What is being asked —
Please translate this sentence from the share ownership text into Spanish: "Without such blocker provision, each of the Reporting Persons may have been deemed to have beneficial ownership of 1,509,616 Ordinary Shares."

Provided text —
__________
(a) | Amount beneficially owned:
(i) Immediately following the execution of the Securities Purchase Agreement with the Issuer on January 7, 2025 (the "SPA") (as disclosed in the Form 6-K filed by the Issuer with the Securities and Exchange Commission on January 8, 2025), each of the Reporting Persons may have been deemed to have beneficial ownership of 903,555 Ordinary Shares, which consisted of (i) 606,061 Ordinary Shares to be issued to Intracoastal at the closing of the transaction contemplated by the SPA, (ii) 58,789 Ordinary Shares issuable upon exercise of a warrant held by Intracoastal ("Intracoastal Warrant 1"), (iii) 4,697 Ordinary Shares issuable upon exercise of a second warrant held by Intracoastal ("Intracoastal Warrant 2"), (iv) 175,500 Ordinary Shares issuable upon exercise of a third warrant held by Intracoastal ("Intracoastal Warrant 3") and (v) 58,508 Ordinary Shares issuable upon exercise of a fourth warrant held by Intracoastal ("Intracoastal Warrant 4"), and all such Ordinary Shares represent beneficial ownership of approximately 9.3% of the Ordinary Shares, based on (1) 8,808,616 Ordinary Shares outstanding as of January 6, 2025, as reported by the Issuer, plus (2) 606,061 Ordinary Shares to be issued to Intracoastal at the closing of the transaction contemplated by the SPA, (3) 58,789 Ordinary Shares issuable upon exercise of Intracoastal Warrant 1, (4) 4,697 Ordinary Shares issuable upon exercise of Intracoastal Warrant 2, (5) 175,500 Ordinary Shares issuable upon exercise of Intracoastal Warrant 3 and (6) 58,508 Ordinary Shares issuable upon exercise of Intracoastal Warrant 4. The foregoing excludes 606,061 Ordinary Shares issuable upon exercise of a warrant to be issued to Intracoastal at the closing of the transaction contemplated by the SPA ("Intracoastal Warrant 5") because Intracoastal Warrant 5 contains a blocker provision under which the holder thereof does not have the right to exercise Intracoastal Warrant 5 to the extent (but only to the extent) that such exercise would result in beneficial ownership by the holder thereof, together with the holder's affiliates, and any other persons acting as a group together with the holder or any of the holder's affiliates, of more than 4.99% of the Ordinary Shares. Without such blocker provision, each of the Reporting Persons may have been deemed to have beneficial ownership of 1,509,616 Ordinary Shares.
__________
Coordinate annotation records —
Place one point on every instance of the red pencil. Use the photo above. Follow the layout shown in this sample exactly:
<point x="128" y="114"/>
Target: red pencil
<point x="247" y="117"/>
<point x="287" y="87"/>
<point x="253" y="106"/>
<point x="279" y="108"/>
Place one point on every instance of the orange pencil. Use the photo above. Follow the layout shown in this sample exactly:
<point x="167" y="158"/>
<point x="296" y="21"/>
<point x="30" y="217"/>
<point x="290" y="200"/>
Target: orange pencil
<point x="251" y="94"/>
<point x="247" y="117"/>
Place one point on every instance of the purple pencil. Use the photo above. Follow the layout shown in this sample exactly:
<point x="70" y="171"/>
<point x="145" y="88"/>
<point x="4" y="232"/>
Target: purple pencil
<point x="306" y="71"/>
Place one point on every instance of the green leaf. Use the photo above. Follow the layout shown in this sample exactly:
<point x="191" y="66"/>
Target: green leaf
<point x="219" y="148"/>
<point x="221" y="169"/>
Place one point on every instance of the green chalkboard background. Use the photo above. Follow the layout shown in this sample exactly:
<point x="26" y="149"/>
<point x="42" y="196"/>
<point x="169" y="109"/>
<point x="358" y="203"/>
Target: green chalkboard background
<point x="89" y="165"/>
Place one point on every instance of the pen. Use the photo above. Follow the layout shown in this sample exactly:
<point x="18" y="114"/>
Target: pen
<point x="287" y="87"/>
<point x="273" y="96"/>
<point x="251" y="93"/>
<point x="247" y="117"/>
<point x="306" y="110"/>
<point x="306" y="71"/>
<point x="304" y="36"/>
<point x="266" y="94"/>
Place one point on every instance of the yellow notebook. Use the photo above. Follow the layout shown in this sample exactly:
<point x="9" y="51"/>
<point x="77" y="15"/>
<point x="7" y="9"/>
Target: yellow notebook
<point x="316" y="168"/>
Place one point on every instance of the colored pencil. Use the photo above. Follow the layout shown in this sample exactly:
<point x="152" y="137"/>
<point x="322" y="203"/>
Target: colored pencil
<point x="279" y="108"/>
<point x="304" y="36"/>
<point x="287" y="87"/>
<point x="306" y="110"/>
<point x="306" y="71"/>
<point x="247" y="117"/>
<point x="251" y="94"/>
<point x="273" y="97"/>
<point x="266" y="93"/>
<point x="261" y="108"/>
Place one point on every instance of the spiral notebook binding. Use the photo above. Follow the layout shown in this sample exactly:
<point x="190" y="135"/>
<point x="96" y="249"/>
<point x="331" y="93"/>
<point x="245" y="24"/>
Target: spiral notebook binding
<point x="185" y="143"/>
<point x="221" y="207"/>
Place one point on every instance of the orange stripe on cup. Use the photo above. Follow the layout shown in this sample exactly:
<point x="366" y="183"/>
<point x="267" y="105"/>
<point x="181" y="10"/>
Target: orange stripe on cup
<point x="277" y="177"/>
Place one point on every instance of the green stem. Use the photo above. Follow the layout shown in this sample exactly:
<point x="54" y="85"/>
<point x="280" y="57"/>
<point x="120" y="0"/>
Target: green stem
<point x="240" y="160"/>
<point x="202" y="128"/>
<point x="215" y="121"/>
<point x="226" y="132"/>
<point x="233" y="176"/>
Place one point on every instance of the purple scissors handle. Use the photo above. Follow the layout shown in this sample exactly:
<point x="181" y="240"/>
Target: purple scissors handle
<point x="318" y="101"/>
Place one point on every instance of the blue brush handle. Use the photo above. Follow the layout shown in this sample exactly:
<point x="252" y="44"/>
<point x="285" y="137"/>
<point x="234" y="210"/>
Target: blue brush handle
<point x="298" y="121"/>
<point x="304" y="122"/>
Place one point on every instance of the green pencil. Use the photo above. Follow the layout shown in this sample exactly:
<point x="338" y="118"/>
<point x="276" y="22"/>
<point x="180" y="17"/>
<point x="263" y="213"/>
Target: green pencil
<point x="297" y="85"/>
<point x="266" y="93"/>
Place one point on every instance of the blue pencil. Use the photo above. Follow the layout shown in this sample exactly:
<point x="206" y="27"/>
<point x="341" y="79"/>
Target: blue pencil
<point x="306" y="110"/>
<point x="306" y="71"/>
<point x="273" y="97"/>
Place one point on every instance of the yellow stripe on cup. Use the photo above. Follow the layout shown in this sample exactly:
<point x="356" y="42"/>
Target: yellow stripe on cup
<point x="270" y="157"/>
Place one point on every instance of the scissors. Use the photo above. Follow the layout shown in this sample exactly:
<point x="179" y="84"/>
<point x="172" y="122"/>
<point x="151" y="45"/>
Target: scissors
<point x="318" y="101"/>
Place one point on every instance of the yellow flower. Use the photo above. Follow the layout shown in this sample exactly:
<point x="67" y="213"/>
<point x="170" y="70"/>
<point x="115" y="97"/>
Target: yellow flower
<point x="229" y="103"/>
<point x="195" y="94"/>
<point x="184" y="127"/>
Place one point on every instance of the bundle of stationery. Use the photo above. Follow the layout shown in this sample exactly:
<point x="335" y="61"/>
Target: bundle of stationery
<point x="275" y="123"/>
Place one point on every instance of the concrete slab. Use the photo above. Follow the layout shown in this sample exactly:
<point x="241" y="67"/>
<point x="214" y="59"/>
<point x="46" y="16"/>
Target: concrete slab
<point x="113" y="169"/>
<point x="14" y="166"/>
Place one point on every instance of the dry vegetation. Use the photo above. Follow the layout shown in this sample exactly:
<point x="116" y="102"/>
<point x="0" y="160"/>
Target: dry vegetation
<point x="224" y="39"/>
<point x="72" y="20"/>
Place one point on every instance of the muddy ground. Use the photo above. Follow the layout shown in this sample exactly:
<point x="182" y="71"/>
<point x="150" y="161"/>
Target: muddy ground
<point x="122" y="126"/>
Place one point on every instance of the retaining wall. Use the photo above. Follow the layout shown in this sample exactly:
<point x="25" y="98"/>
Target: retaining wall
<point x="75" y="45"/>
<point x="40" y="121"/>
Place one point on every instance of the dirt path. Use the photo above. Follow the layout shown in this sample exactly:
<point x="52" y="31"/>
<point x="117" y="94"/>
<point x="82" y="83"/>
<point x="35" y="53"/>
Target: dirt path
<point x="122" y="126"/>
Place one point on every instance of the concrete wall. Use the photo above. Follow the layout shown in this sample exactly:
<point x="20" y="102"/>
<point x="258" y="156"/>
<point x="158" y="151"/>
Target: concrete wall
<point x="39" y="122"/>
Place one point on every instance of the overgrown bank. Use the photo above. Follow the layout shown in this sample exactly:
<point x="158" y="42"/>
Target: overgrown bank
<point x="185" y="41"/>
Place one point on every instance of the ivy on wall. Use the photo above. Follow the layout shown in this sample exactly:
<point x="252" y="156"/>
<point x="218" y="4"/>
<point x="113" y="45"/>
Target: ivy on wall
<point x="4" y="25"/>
__________
Complete output —
Sin dicha disposición de bloqueo, podría haberse considerado que cada una de las Personas Declarantes tenía la titularidad efectiva de 1.509.616 Acciones Ordinarias.